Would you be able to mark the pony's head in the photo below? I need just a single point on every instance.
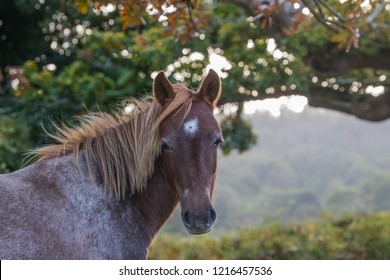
(190, 137)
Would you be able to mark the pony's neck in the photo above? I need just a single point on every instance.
(158, 201)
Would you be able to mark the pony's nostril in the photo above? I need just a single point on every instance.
(186, 218)
(213, 216)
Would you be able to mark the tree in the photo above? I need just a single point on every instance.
(87, 54)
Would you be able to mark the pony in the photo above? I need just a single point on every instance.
(104, 188)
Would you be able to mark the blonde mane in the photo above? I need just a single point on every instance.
(123, 146)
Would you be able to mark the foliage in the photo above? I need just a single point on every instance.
(349, 237)
(84, 54)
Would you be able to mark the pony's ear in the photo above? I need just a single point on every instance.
(162, 89)
(210, 89)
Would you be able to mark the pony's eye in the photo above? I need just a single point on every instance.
(166, 146)
(217, 143)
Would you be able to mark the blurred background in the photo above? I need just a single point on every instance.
(304, 172)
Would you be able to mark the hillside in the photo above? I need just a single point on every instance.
(351, 238)
(302, 166)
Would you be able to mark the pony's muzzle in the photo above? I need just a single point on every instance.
(199, 223)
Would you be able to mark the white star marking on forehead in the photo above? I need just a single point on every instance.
(191, 126)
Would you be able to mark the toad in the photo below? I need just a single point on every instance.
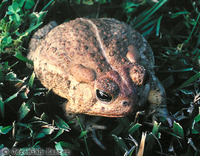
(102, 67)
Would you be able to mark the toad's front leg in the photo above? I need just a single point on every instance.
(157, 99)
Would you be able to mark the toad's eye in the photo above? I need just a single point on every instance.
(146, 78)
(103, 96)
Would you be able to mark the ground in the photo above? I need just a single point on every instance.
(31, 117)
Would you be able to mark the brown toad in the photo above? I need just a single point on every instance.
■ ■ ■ ■ ■
Rewrite all of the material above, swapping every "photo" for "image" and leaving everything else the same. Omit the pictures.

Would you be able to mark the pony's head in the image below? I need just a single point on every instance.
(190, 137)
Would you be able to mark the pony's neck in the image above? I need just a single point on every instance.
(158, 201)
Would you be able to mark the pony's nostril in the image above? I need just a single point on every instance.
(186, 218)
(213, 216)
Would you be able to mark the tree in the image above? I need just a single point on every instance.
(87, 54)
Would you be able to mark the pony in the image above? I need just a single point on every instance.
(104, 188)
Would you be able to mark the blonde mane in the image above? I need just a single point on every instance.
(123, 146)
Would you be able to mark the foliage in the image above? I need just a single point on every instance.
(349, 237)
(84, 54)
Would you be able to mark the pony's ear in the image above? I need just a single point on every instance.
(162, 89)
(210, 89)
Would you be able to mark the pony's eye in the image above? I need just a single point on every instance.
(166, 146)
(217, 143)
Would you be able to mark the blurred background in the image above? I need just a single point on every instance.
(304, 172)
Would you be able to mark the hillside in the image above? I need just a single point on every instance.
(351, 238)
(302, 166)
Would you be able to mark the pony's muzzle in the image above? I need just a single point on every instance.
(199, 223)
Would you be able to mark the white star marking on forehead in the image above? I need just a single point on every instance.
(191, 126)
Would you be able to mark the toad in the image below? I need just a single point on every instance.
(102, 67)
Would you be able to mark the toad's front leg in the image above? I need just a single point on every instance.
(157, 99)
Would you be able to mark the toad's eye in the image above? I need just a single point on every instance.
(146, 78)
(103, 96)
Would you be able to mark the ground in the image above? I need just a single point on every instance.
(31, 117)
Would you be able to mark the brown toad in the image above? I need just a single point on every instance.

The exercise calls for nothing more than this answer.